# [TAREFAS]
• A. No excerto sobre o mercado único, em que data o Parlamento adotou a resolução «Reforço do mercado único: o futuro da livre circulação de serviços»?
• B. Dê seguimento ao excerto sobre o mercado único, começando logo depois da última frase apresentada.

# [EXCERTO DO TEXTO]
Em 25 de novembro de 2020, o Parlamento aprovou uma resolução, intitulada «Em direção a um mercado único mais sustentável para as empresas e os consumidores», que se centra em diferentes domínios de intervenção, em especial no domínio da defesa do consumidor e da participação das empresas na transição ecológica (elemento chave para reforçar a sustentabilidade do mercado único). A pedido da Comissão IMCO, o Departamento Temático das Políticas Económicas e Científicas e da Qualidade de Vida da Direção-Geral das Políticas Internas do Parlamento publicou uma nota informativa, intitulada «The European Services Sector and the Green Transition» [O setor europeu dos serviços e a transição ecológica], que contribuiu para a referida resolução.

Em 20 de janeiro de 2021, o Parlamento adotou uma resolução, intitulada «Reforço do mercado único: o futuro da livre circulação de serviços». A resolução sublinha a necessidade de garantir a aplicação das regras do mercado único para os serviços e de melhorar a ação da Comissão no domínio da aplicação da legislação. Este relatório realça a necessidade de avaliar o nível de aplicação do quadro jurídico da UE para os serviços e de capacitar as empresas, proporcionando-lhes um melhor acesso à informação.

Devido à pandemia de COVID-19, foram impostas de forma reiterada muitas restrições à livre circulação no mercado único da UE, incluindo no setor dos serviços. Um seminário em linha[3], organizado em 9 de novembro de 2020 pelo Departamento Temático das Políticas Económicas e Científicas e da Qualidade de Vida, analisou o impacto da pandemia, prevendo mudanças futuras significativas na oferta e na procura de serviços, devido à evolução tecnológica e à alteração dos hábitos de consumo. Um estudo[4] apresentado à Comissão IMCO, em fevereiro de 2021, salientou que, embora o encerramento inicial das fronteiras tenha perturbado a prestação de serviços profissionais transfronteiriços, a adoção de ferramentas digitais facilitou o regresso a um certo nível de normalidade.

A resolução do Parlamento, de 17 de fevereiro de 2022, sobre a eliminação das barreiras não pautais e não fiscais no mercado único abordou os obstáculos em geral persistentes à liberdade de circulação de mercadorias e à livre prestação de serviços, bem como, especificamente, a forma como a COVID-19 afetou as quatro liberdades (liberdade de circulação de mercadorias, liberdade de circulação de pessoas, liberdade de circulação de serviços e liberdade de circulação de capitais). Esses obstáculos às quatro liberdades persistem, apesar das ferramentas digitais, que deram resposta a algumas das dificuldades económicas causadas pelas restrições impostas pela COVID-19.

# [INFORMAÇÕES]
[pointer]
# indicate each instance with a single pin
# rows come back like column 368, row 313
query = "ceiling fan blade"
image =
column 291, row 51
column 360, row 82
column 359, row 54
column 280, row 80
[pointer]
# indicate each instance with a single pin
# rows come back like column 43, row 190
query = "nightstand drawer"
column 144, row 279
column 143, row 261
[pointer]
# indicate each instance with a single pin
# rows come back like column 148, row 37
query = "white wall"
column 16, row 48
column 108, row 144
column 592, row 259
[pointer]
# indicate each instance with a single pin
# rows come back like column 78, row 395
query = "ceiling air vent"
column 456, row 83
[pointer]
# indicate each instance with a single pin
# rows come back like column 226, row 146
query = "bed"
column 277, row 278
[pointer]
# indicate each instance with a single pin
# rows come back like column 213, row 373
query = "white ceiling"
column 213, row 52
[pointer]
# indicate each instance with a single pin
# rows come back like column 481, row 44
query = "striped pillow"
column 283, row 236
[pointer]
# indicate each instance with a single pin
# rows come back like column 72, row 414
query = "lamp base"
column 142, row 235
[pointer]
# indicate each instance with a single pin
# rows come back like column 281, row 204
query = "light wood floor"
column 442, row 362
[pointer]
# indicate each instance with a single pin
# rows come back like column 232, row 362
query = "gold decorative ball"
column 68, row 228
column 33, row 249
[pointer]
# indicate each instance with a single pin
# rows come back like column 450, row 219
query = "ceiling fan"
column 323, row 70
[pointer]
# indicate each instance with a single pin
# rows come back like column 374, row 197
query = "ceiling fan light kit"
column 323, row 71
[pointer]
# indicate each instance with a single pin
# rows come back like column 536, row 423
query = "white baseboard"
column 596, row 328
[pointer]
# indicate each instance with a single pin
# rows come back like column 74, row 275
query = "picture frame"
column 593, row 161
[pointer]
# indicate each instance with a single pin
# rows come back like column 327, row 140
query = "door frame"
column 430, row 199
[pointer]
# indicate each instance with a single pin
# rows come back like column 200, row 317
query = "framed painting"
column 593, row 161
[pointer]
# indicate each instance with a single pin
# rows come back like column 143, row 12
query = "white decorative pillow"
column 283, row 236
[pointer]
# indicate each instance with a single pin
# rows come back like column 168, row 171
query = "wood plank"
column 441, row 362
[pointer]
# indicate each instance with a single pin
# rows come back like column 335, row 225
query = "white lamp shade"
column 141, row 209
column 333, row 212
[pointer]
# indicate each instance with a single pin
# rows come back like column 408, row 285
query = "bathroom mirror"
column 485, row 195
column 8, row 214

# [RESPOSTAS]
• A. Em 20 de janeiro de 2021.

• B.
Para mais informações sobre este tema, consulte o sítio Web da Comissão do Mercado Interno e da Proteção dos Consumidores.

 

[1]Pelkmans, J., Contribution to growth: The Single Market for Services – Delivering economic benefits for citizens and businesses [Contributo para o crescimento: o mercado único dos serviços – Proporcionar benefícios económicos aos cidadãos e às empresas], publicação para a Comissão do Mercado Interno e da Proteção dos Consumidores, Departamento Temático das Políticas Económicas e Científicas e da Qualidade de Vida, Parlamento Europeu, Luxemburgo, 2019.
[2]Dahlberg, E. et al., Legal obstacles in Member States to Single Market rules [Obstáculos jurídicos às regras do mercado único nos Estados-Membros], publicação para a Comissão do Mercado Interno e da Proteção dos Consumidores, Departamento Temático das Políticas Económicas e Científicas e da Qualidade de Vida, Parlamento Europeu, Luxemburgo, 2020.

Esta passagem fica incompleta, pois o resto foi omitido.